_Instruction:_ Copy out every line of the records below word for word, leaving nothing out.

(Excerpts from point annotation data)
## Start
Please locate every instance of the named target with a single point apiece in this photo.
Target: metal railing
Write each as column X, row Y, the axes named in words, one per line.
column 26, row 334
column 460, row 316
## End
_Answer:_
Please locate every instance of the named target with a single point apiece in this photo.
Target: metal railing
Write each as column X, row Y, the axes named in words, one per line.
column 26, row 334
column 460, row 316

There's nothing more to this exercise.